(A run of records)
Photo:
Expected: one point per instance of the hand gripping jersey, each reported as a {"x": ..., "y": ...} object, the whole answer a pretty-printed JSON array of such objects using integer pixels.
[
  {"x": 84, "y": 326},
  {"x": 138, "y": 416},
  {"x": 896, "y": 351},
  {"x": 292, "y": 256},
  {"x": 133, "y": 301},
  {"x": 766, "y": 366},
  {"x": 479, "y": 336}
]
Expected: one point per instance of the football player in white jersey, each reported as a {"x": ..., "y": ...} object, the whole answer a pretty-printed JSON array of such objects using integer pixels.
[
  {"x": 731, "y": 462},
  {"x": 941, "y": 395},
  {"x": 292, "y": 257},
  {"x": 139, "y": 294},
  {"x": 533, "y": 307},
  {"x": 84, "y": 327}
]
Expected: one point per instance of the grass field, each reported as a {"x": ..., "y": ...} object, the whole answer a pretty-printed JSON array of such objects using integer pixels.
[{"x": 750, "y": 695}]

==

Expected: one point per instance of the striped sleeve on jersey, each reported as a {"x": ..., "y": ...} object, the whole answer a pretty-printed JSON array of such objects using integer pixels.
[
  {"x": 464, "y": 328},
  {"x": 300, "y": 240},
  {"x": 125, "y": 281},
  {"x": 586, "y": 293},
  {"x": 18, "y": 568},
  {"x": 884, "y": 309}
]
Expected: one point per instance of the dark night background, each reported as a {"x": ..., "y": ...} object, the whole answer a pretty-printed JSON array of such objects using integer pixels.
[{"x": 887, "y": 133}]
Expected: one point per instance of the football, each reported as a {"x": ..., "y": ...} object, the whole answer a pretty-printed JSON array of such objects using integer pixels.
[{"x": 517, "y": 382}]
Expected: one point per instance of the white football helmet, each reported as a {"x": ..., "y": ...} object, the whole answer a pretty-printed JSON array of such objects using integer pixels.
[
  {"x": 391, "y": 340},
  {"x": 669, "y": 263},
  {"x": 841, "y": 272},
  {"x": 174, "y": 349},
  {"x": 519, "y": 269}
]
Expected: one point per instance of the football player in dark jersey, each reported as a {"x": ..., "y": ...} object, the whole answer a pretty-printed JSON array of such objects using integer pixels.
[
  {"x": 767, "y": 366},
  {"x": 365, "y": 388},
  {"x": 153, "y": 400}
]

...

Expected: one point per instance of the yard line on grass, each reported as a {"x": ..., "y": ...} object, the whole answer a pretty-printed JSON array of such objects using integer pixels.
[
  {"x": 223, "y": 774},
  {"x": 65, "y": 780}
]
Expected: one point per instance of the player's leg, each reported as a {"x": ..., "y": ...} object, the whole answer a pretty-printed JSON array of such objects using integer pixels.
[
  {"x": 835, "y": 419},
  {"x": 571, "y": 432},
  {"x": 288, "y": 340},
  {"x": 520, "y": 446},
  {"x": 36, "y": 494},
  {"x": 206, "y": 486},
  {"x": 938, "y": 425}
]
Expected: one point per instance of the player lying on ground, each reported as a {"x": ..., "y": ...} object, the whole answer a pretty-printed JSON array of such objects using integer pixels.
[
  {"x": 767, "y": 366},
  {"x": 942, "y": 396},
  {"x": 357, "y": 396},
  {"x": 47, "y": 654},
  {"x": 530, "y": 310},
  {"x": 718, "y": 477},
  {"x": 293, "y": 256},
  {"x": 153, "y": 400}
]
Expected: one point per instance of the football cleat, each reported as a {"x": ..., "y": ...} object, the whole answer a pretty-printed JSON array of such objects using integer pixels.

**What you are asked to do:** Reproduce the part of the material that opens with the line containing "Expected: one point per instance of the player lying" and closes with the line containing "Expected: one point per instance of the football cleat, each", substituting "whole-number pixels" for "integer pixels" and leaving everything else unchanged.

**Response to the exercise:**
Expected: one point per instance of the player lying on ground, each reported as a {"x": ..., "y": ...} object, the whole answer a pretty-printed JSON array of such objects using whole-number pixels.
[
  {"x": 767, "y": 366},
  {"x": 942, "y": 396},
  {"x": 357, "y": 396},
  {"x": 47, "y": 654},
  {"x": 530, "y": 310},
  {"x": 718, "y": 477},
  {"x": 293, "y": 256},
  {"x": 153, "y": 400}
]
Expected: one point per instance of the football cleat, each reported as a {"x": ..., "y": ...} object, the whole answer a pretty-printed JSON array of such objects using whole-number pixels.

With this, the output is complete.